# Directive
Pull out every line of the listing below that contains the word "hill". Case matters.

(Rows from a pointing dataset)
———

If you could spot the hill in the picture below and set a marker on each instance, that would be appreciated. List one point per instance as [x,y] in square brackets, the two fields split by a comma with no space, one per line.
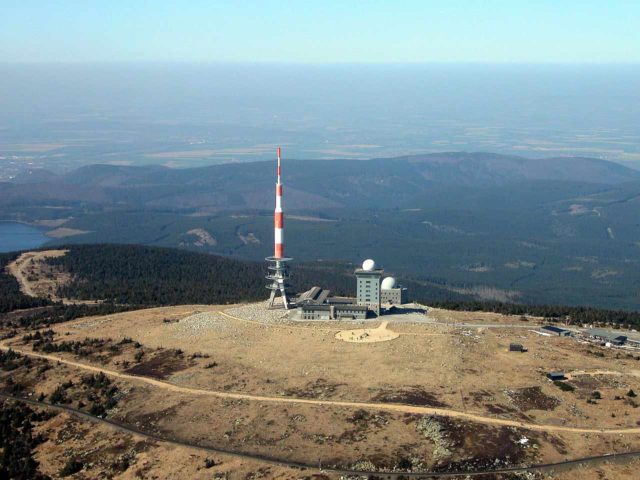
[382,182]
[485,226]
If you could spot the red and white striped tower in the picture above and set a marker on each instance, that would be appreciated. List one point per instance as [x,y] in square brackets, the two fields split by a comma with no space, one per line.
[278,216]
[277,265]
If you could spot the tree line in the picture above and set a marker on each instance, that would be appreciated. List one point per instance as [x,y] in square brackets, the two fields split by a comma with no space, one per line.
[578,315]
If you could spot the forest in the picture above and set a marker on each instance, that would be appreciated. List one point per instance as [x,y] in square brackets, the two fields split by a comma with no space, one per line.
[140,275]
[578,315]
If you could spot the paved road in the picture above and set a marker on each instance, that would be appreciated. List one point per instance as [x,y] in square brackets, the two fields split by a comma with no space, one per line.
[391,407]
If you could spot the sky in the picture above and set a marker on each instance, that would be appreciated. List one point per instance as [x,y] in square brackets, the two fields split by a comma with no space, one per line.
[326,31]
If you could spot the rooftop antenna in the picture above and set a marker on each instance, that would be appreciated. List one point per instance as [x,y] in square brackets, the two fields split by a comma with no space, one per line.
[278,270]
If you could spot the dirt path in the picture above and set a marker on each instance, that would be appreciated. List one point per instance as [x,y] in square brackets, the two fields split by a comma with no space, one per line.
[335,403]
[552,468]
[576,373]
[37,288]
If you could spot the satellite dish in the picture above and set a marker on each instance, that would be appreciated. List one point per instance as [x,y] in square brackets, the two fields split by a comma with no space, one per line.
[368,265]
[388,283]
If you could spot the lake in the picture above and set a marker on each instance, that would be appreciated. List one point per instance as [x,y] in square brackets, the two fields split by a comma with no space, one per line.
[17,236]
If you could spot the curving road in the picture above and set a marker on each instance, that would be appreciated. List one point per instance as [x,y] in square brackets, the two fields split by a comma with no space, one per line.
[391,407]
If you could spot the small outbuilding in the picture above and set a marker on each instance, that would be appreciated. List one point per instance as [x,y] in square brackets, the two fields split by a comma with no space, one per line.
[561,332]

———

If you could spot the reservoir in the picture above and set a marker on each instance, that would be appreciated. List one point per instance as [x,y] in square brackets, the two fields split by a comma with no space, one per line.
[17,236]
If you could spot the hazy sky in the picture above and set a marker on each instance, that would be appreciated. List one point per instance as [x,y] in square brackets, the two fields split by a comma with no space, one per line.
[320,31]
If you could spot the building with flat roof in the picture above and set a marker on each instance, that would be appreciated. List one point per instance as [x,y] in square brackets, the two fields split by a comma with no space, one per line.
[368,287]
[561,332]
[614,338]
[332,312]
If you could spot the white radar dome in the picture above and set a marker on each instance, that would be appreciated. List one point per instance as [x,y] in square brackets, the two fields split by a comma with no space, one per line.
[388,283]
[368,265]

———

# Task output
If you could spot the hill in the picture below and set a marker on each instance, that would be appreciated. List one point per instance as [x,y] in square brackets, the two fields split by a comma with no space, one per line.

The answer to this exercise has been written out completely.